• **Records from a dataset**:
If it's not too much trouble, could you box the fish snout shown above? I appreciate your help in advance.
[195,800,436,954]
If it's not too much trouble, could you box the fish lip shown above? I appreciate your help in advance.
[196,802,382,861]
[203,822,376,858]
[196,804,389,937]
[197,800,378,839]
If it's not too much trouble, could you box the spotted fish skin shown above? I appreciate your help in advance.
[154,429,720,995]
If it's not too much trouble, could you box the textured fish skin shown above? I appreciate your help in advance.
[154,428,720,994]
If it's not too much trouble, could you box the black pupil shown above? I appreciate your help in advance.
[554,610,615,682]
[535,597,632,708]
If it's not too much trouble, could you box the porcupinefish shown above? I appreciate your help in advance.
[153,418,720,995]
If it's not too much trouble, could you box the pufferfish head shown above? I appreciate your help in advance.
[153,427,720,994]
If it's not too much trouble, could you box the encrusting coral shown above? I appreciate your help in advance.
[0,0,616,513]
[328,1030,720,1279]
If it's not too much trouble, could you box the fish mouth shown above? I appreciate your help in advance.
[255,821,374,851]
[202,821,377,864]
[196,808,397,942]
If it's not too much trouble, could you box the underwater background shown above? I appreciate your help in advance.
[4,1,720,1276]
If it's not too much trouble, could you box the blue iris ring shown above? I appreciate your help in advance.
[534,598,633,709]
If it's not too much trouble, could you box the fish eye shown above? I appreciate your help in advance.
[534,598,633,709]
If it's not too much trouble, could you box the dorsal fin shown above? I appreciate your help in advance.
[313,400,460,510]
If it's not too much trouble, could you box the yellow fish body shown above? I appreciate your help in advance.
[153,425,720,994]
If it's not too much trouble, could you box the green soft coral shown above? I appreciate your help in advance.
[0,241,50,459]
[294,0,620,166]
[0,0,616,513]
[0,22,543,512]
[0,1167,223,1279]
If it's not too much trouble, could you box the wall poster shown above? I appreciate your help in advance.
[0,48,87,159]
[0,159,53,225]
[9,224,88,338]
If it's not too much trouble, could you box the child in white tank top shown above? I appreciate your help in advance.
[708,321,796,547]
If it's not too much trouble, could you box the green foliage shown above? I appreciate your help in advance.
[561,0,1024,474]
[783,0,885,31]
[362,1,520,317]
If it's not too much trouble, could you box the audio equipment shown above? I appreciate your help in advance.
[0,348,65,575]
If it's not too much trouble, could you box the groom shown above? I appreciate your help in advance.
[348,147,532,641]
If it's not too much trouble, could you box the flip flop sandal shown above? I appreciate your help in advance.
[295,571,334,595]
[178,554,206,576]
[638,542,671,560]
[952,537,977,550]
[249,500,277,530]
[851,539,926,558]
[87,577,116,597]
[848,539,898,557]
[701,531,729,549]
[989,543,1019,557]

• **Exercise objective**:
Exactly and only the lines from the one containing "If it's not too much trouble, could you box the groom" to the end of the entries above are to be written out.

• **Result**:
If it's not too much trouble, could you box the groom shown above? I appreciate your help in advance.
[348,147,532,641]
If it's not too much trouble, could you box the flip flop sandal shown above? I appreciate your help in advance.
[295,571,334,595]
[178,554,206,576]
[638,542,671,560]
[952,537,977,550]
[249,500,277,530]
[851,539,926,558]
[87,577,116,597]
[848,539,898,557]
[701,531,729,549]
[989,543,1019,557]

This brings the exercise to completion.